| OBJECTIVE |
Copy the dataset rows below word for word, but leave out the pictures.

──────── INFORMATION GIVEN

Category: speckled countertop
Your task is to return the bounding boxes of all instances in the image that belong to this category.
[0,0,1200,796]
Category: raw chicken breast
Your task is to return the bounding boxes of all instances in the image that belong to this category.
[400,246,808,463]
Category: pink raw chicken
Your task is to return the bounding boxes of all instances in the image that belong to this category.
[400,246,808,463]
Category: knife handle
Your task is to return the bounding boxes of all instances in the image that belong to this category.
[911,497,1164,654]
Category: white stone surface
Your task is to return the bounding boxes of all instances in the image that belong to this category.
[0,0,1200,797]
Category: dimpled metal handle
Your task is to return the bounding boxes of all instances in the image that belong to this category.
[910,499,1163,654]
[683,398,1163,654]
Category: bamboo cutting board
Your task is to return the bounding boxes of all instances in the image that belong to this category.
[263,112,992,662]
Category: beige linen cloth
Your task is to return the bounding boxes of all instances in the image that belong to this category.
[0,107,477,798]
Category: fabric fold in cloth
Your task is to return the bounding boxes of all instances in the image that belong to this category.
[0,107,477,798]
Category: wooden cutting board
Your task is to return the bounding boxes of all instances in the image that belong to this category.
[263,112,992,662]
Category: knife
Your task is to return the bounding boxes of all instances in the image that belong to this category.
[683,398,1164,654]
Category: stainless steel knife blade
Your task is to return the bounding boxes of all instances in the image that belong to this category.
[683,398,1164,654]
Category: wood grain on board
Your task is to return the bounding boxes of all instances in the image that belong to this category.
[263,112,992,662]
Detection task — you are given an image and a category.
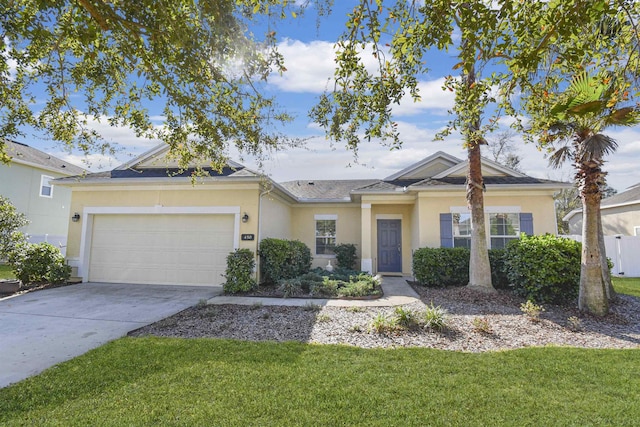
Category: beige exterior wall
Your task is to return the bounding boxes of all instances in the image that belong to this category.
[291,204,362,268]
[260,193,292,239]
[67,183,259,259]
[418,190,557,247]
[569,205,640,236]
[0,163,71,236]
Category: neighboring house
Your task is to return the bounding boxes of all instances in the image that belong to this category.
[562,183,640,236]
[0,140,84,254]
[56,145,570,285]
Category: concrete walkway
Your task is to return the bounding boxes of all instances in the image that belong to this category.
[207,276,420,307]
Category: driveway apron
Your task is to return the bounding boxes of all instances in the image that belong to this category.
[0,283,222,388]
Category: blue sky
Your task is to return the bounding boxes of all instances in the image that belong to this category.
[19,0,640,191]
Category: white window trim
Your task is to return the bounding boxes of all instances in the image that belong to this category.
[313,214,338,259]
[38,175,55,199]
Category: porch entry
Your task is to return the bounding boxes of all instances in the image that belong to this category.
[378,219,402,273]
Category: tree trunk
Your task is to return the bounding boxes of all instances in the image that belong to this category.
[467,143,495,291]
[578,176,609,316]
[598,208,616,301]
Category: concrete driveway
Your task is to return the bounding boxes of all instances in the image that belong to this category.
[0,283,222,388]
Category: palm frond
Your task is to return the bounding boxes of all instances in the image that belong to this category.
[579,133,618,162]
[605,107,640,126]
[549,145,573,169]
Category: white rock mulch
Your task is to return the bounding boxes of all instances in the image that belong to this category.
[130,288,640,352]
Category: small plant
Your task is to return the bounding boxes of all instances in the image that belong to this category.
[349,325,363,333]
[333,243,357,268]
[520,300,544,322]
[9,241,71,285]
[567,316,583,332]
[222,249,256,294]
[316,313,331,323]
[369,313,396,334]
[278,279,302,298]
[393,307,417,329]
[471,317,493,334]
[302,302,322,311]
[423,302,449,331]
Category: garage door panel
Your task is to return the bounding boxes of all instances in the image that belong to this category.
[89,214,234,285]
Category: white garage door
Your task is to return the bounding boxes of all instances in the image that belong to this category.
[89,214,234,285]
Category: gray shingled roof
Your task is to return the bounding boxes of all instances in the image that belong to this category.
[5,140,84,175]
[600,183,640,206]
[279,179,379,200]
[415,176,564,187]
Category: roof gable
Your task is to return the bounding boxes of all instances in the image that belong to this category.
[115,142,244,170]
[384,151,462,181]
[433,157,527,179]
[4,139,85,176]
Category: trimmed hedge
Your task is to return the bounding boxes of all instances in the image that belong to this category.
[333,243,358,269]
[9,242,71,285]
[413,248,509,289]
[259,238,311,283]
[222,249,256,294]
[504,234,582,304]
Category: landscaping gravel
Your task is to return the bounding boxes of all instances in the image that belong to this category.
[130,287,640,352]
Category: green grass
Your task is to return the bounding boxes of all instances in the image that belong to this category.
[0,264,16,279]
[0,338,640,426]
[612,277,640,297]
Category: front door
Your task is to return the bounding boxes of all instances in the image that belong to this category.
[378,219,402,273]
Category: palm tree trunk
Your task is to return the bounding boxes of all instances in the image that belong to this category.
[467,143,495,291]
[598,209,616,301]
[578,172,609,316]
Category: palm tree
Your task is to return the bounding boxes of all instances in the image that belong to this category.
[542,71,640,316]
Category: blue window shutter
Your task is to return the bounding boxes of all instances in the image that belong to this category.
[440,214,453,248]
[520,213,533,236]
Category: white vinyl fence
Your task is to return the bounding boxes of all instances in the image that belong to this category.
[562,235,640,277]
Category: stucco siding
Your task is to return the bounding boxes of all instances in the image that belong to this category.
[260,194,292,239]
[0,163,71,236]
[291,205,362,268]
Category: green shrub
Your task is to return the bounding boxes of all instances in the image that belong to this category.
[413,248,470,287]
[489,249,510,289]
[337,273,380,297]
[278,278,302,298]
[222,249,256,294]
[413,248,509,289]
[260,238,311,283]
[333,243,357,269]
[9,241,71,285]
[504,234,581,304]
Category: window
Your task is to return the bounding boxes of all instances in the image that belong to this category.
[40,175,53,197]
[489,213,520,249]
[452,213,471,248]
[316,215,337,255]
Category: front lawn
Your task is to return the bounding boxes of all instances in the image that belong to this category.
[612,277,640,297]
[0,338,640,426]
[0,264,16,279]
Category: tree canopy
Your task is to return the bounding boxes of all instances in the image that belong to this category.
[0,0,304,166]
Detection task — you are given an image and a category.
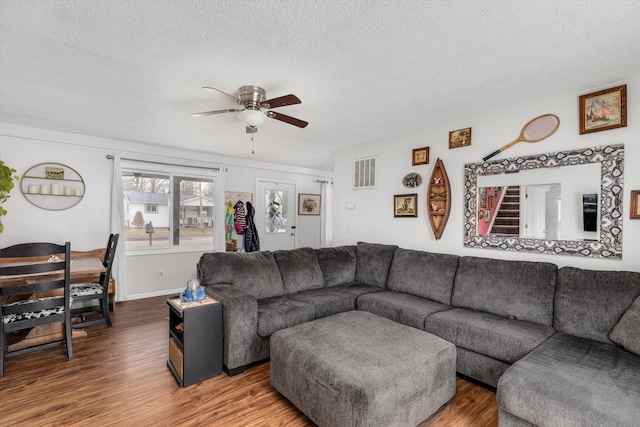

────────────────

| WRITTEN RESPONSE |
Category: speckled countertop
Your task is to return the bounding boxes of all instances in the image that belong to this category.
[0,0,1200,796]
Category: raw chicken breast
Your task is to return the bounding boxes of all instances in the image that belong to this category.
[400,246,808,463]
Category: pink raw chicken
Your task is to return the bounding boxes of all instances in the image that belong to this category.
[400,246,808,463]
Category: knife handle
Your task is to return the bounding boxes of all instances in the image that belong to this category.
[911,497,1164,654]
Category: white stone surface
Your task is to return the bounding boxes of all instances in the image that belong to this category.
[0,0,1200,797]
Category: dimpled metal handle
Your task is to return the bounding boxes of all instances in the image that belong to this category.
[910,499,1163,654]
[683,398,1163,654]
Category: bamboo cutting board
Your task is to return the bounding boxes of all instances in the image that belong to this category.
[263,112,992,662]
Category: beige linen cloth
Your task is to return the bounding boxes of all instances in the image that belong to this category.
[0,107,477,798]
Category: fabric fold in cloth
Your task is to return the bounding boxes of all instances in the image that belong to this category.
[0,107,477,798]
Category: wooden cutting board
Your task is to return the bounding boxes of all instances in the image that belong to this category.
[263,112,992,662]
Category: knife
Your task is to return the bounding boxes of all instances in the image that belong to this category.
[683,398,1164,654]
Category: stainless steel knife blade
Your task is to return the bounding boxes of all instances in the image that belong to this category.
[683,398,1164,654]
Category: wood grain on board
Your task is to return the bounding boxes of all instances in the image that belong to this category.
[263,112,992,662]
Detection task — you are given an image and a category.
Category: beige exterior wall
Your task is to return the bounding boxes of all instances in the image that belong to this category.
[291,204,362,268]
[260,193,292,239]
[67,183,259,259]
[418,190,557,247]
[569,205,640,236]
[0,163,71,236]
Category: neighboring house
Your task is to return the bounding boxes of all instances in the image that belong to this category.
[562,183,640,236]
[0,140,84,254]
[56,145,570,285]
Category: concrete walkway
Your task is to return the bounding boxes of all instances in the image that belong to this category.
[207,276,420,307]
Category: driveway apron
Your task is to return the bounding boxes of all instances in the image that belong to this category.
[0,283,222,388]
Category: blue sky
Your task is to return the bounding boxes of all instances in the image that belong to this category.
[19,0,640,191]
Category: white window trim
Your task is to return the bounding boxes of all instances in the image that belong to this category.
[313,214,338,259]
[38,175,55,199]
Category: porch entry
Your task is to return the bounding boxes of all instances in the image that belong to this category.
[378,219,402,273]
Category: tree trunk
Your task is to return the bounding boxes of all instances in the image that belong to this category.
[467,143,495,291]
[578,176,609,316]
[598,208,616,301]
Category: concrete driveway
Your task is to return the bounding boxes of all instances in the image that belong to this category.
[0,283,222,388]
Category: palm frond
Your task is to return the bounding boxes of all instances in the image that belong to this category.
[579,133,618,162]
[605,107,640,126]
[549,145,573,169]
Category: white rock mulch
Your task is to return the bounding boxes of all instances in the image that belong to this category.
[130,288,640,352]
Category: small plant
Your task is to return the bounding boxes of all instances in the image that belong to this category.
[349,325,363,333]
[333,243,357,268]
[520,300,544,322]
[9,241,71,285]
[567,316,583,332]
[222,249,256,294]
[316,313,331,323]
[369,313,396,334]
[278,279,302,298]
[393,307,417,329]
[471,317,493,334]
[302,302,322,311]
[423,302,449,331]
Category: garage door panel
Your task is to return the bounding boxes of all instances in the image that belong to this category.
[89,214,234,285]
Category: white garage door
Your task is to return the bounding boxes of all instances in the image that belong to this category.
[89,214,234,285]
Category: gray shingled roof
Your task is to return the bounding boxes of all instances in the image that belong to this category.
[5,140,84,175]
[600,183,640,206]
[279,179,379,200]
[415,176,564,187]
Category: roof gable
Your task is to return the bounding boxes of all instances in the image that belong to this category.
[115,142,244,170]
[384,151,462,181]
[433,157,527,179]
[4,139,85,176]
Category: trimmed hedge
Your task is to return the bounding boxes of all instances in the image that belong to this category.
[333,243,358,269]
[9,242,71,285]
[413,248,509,289]
[259,238,311,283]
[222,249,256,294]
[504,234,582,304]
Category: landscaping gravel
Your task is to return the bounding boxes of all instances in the image that belong to this category.
[130,287,640,352]
Category: green grass
Your task is to return the bounding boxes of all instances in the image that belong to this category.
[0,264,16,279]
[0,338,640,426]
[612,277,640,297]
Category: front door
Your task is to return the bounding boxes of all instances in the image that belong to this category.
[378,219,402,273]
Category: palm tree trunk
Your task is to return the bounding boxes of all instances in the image that belong to this category.
[467,143,495,291]
[598,209,616,301]
[578,172,609,316]
Category: palm tree
Your task is to return the bounding boxes of all instances in the image that belong to this category.
[542,71,640,316]
Category: blue window shutter
Your task is to return the bounding boxes of all instances in the image that belong to this category.
[440,214,453,248]
[520,213,533,236]
Category: white vinyl fence
Your task is to return the bounding boxes of all instances in the image that belong to this category.
[562,235,640,277]
Category: stucco siding
Your task is to return the bounding boxes of all instances in the image that belong to this category.
[260,194,292,239]
[0,163,71,236]
[291,205,362,268]
Category: green shrub
Your task is to return the bounding boxes of all instances in the image that belong to this category.
[413,248,470,287]
[489,249,510,289]
[337,273,380,297]
[278,278,302,298]
[222,249,256,294]
[413,248,509,289]
[260,238,311,283]
[333,243,357,269]
[9,241,71,285]
[504,234,581,304]
Category: window
Your task is to return the bounding boxes of all instances in the image that belong to this category.
[40,175,53,197]
[489,213,520,249]
[452,213,471,248]
[316,215,337,255]
Category: front lawn
Your task is to return the bounding boxes of all instances in the image that belong to this category.
[612,277,640,297]
[0,338,640,426]
[0,264,16,279]
Category: tree canopy
Your task is to return the bounding boxes of all instances in the image that belong to this category.
[0,0,304,166]
Detection task — you are given an image and a category.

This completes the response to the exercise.